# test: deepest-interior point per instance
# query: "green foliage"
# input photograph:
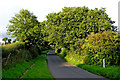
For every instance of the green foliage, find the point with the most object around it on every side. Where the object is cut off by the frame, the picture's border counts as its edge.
(24, 27)
(34, 52)
(11, 48)
(18, 54)
(5, 39)
(101, 46)
(111, 72)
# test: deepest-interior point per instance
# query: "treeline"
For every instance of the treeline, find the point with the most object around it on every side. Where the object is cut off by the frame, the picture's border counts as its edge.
(84, 34)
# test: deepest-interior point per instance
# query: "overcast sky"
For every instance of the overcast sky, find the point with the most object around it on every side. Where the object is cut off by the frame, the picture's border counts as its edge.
(41, 8)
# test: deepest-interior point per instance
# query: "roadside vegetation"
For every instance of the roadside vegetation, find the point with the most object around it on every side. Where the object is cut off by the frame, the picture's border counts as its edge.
(111, 72)
(78, 34)
(20, 61)
(39, 70)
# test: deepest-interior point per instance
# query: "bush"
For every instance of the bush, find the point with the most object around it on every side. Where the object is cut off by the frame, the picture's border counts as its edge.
(34, 52)
(20, 57)
(101, 46)
(11, 48)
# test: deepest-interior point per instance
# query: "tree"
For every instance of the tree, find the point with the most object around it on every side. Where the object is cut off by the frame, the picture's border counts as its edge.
(9, 40)
(5, 40)
(70, 25)
(23, 27)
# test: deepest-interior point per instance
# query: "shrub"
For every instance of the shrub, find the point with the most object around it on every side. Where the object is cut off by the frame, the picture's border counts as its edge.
(11, 48)
(20, 57)
(101, 46)
(34, 52)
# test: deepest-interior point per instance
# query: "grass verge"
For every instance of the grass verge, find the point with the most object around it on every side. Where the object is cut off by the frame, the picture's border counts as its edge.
(17, 71)
(45, 52)
(111, 72)
(40, 69)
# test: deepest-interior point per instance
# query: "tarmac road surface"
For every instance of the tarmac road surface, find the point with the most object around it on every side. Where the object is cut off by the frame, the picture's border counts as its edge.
(62, 70)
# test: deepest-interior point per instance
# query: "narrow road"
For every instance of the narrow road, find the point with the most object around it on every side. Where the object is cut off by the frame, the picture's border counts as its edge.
(61, 69)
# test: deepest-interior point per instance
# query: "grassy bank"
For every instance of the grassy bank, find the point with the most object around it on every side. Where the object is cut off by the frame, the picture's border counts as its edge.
(111, 72)
(17, 71)
(45, 52)
(39, 69)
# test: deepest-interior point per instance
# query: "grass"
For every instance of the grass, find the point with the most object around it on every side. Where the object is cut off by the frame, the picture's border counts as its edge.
(40, 69)
(45, 52)
(17, 71)
(111, 72)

■ ■ ■ ■ ■

** Challenge **
Using the records above, output their complete text exactly, minus any images.

** Response **
# test: deepest-interior point per instance
# query: "green foliage"
# input photograph:
For every instance of the green foliage, find the point with the most object around it on every side. Where the object is cut off by the frame, the picture's border counts as its edge.
(24, 27)
(34, 52)
(11, 48)
(18, 54)
(5, 39)
(101, 46)
(111, 72)
# test: deepest-interior point per instance
# query: "treeline"
For every instance of the treeline, find the point with the most object around it on every side. Where the object is cut off by the frame, the picture's border counts as its edge.
(84, 34)
# test: deepest-interior point per instance
# query: "overcast sky"
For every instance of the overcast sky, find the point with the most object around it on every side. Where the object is cut off by the frame, the picture's border counts as its edge.
(41, 8)
# test: deepest-interior point per instance
# query: "roadside vegetation"
For every instance of the roadside vegetation, find the point with the most object around it on every side. Where the object is cut off by the frame, the picture's border counts as its edge.
(111, 72)
(78, 34)
(20, 61)
(39, 70)
# test: deepest-interior point per instance
# query: "bush"
For every instance of the bush, find the point with the most object around it on every side. Where the object is cut off by the frame, the picture's border counts as its edge.
(34, 52)
(20, 57)
(101, 46)
(11, 48)
# test: deepest-interior point per instance
# query: "tree"
For every instance of the tree, find the point with the most object around it on every side. Where the object is cut off by the frame, the picture's border counts as its edge.
(9, 40)
(5, 40)
(70, 25)
(23, 27)
# test: deepest-interior point per instance
# query: "shrub"
For every instance of the shrub, find the point with the most object around it on every side. Where the object is cut off by the frame, the picture's border counts as its edge.
(11, 48)
(20, 57)
(101, 46)
(34, 52)
# test: deepest-interior point per instance
# query: "grass verge"
For every instance of the grass verge, find the point with the most object around it on every side. Where the object is cut off by the frame, the picture's border counts as its edge.
(17, 71)
(45, 52)
(111, 72)
(40, 69)
# test: deepest-interior point per instance
# query: "tarmac road surface"
For every instance of the tarmac road surface, find the point with the most object around it on every side. Where the object is cut off by the frame, the picture's border counts as its edge.
(62, 70)
# test: deepest-interior point per instance
# query: "narrow road"
For every instance of the narrow road, find the point with the most object around it on every side. Where the object is cut off by the frame, the picture's border counts as its edge.
(61, 69)
# test: deepest-interior point per instance
# query: "grassy bank"
For every instance of the grassy bank, find the point with the most object around it on every side. Where the object is cut off by the frame, the picture's border counts as its edge.
(111, 72)
(17, 71)
(45, 52)
(39, 69)
# test: deepest-interior point per instance
# query: "grass"
For every instance of the grass, find the point with the most object around it on every side. Where the object is cut off by the frame, the picture's border counts as its edge.
(40, 69)
(45, 52)
(17, 71)
(111, 72)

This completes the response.